Work to be completed ▸
Rewrite the material below, substituting "coarse mask" for every occurrence of "rough mask" and keeping everything else unchanged.

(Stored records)
━━━━

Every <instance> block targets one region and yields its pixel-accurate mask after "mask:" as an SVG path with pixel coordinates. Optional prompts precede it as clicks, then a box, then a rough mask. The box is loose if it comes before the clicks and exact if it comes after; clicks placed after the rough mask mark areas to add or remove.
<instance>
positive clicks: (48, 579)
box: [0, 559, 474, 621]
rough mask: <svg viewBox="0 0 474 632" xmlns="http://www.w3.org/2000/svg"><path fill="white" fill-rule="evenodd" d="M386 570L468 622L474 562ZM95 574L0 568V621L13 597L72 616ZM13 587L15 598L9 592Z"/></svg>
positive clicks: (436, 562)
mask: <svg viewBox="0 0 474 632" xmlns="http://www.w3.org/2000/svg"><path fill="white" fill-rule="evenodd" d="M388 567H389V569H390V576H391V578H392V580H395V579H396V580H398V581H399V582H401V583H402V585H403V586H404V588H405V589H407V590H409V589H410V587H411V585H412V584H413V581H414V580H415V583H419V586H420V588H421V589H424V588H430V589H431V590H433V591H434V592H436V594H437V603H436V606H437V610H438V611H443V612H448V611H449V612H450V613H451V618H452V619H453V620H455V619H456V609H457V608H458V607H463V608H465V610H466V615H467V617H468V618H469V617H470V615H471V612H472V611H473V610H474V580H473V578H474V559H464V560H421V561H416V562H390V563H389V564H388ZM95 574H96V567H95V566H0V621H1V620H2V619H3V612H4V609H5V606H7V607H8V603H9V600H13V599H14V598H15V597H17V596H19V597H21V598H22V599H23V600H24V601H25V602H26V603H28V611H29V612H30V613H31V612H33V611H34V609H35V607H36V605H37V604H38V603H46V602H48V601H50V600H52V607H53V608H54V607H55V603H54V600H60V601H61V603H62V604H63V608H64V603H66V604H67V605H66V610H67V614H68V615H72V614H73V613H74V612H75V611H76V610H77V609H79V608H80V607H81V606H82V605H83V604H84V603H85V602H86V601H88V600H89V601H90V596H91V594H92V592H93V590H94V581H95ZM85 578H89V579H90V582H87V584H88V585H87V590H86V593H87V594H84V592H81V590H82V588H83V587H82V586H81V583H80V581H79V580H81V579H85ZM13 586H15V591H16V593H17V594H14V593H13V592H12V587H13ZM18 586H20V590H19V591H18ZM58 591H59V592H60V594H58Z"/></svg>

━━━━

Exercise solution ▸
Every <instance> block targets one region and yields its pixel-accurate mask after "mask:" as an SVG path with pixel coordinates. Optional prompts precede it as clicks, then a box, then a coarse mask. The box is loose if it comes before the clicks and exact if it comes after; clicks placed after the coarse mask mark areas to add or remove.
<instance>
positive clicks: (48, 579)
box: [0, 559, 474, 621]
coarse mask: <svg viewBox="0 0 474 632" xmlns="http://www.w3.org/2000/svg"><path fill="white" fill-rule="evenodd" d="M386 570L468 622L474 562ZM95 574L0 568V621L13 597L72 616ZM13 587L15 598L9 592Z"/></svg>
positive clicks: (436, 562)
mask: <svg viewBox="0 0 474 632" xmlns="http://www.w3.org/2000/svg"><path fill="white" fill-rule="evenodd" d="M388 567H389V569H390V576H391V578H392V580H395V579H396V580H398V581H399V582H401V583H402V585H403V586H404V588H405V589H407V590H409V589H410V587H411V585H412V584H413V581H414V580H415V583H419V586H420V588H421V589H424V588H430V589H431V590H433V591H434V592H436V594H437V603H436V606H437V610H438V611H443V612H448V611H449V612H450V613H451V618H452V619H453V620H455V619H456V609H457V608H458V607H463V608H465V610H466V615H467V617H468V618H469V617H470V615H471V612H472V611H473V610H474V580H473V578H474V559H464V560H421V561H416V562H390V563H389V564H388ZM95 574H96V567H95V566H0V621H1V620H2V619H3V612H4V609H5V606H7V607H8V603H9V600H13V599H14V598H15V597H17V596H19V597H21V598H22V599H23V600H24V601H25V602H26V603H28V611H29V612H30V613H31V612H33V611H34V609H35V607H36V605H37V604H38V603H46V602H48V601H50V600H52V607H53V608H54V607H55V603H54V600H60V601H61V603H62V604H63V608H64V603H66V604H67V605H66V610H67V614H68V615H72V614H73V613H74V612H75V611H76V610H77V609H79V608H80V607H81V606H82V605H83V604H84V603H85V602H86V601H88V600H89V601H90V596H91V594H92V592H93V590H94V581H95ZM85 578H89V579H90V582H87V584H88V585H87V590H86V593H87V594H84V592H81V590H82V588H83V587H82V586H81V583H80V581H79V580H81V579H85ZM13 586H15V591H16V593H17V594H14V593H13V592H12V587H13ZM18 586H20V590H19V591H18ZM58 591H59V592H60V594H58Z"/></svg>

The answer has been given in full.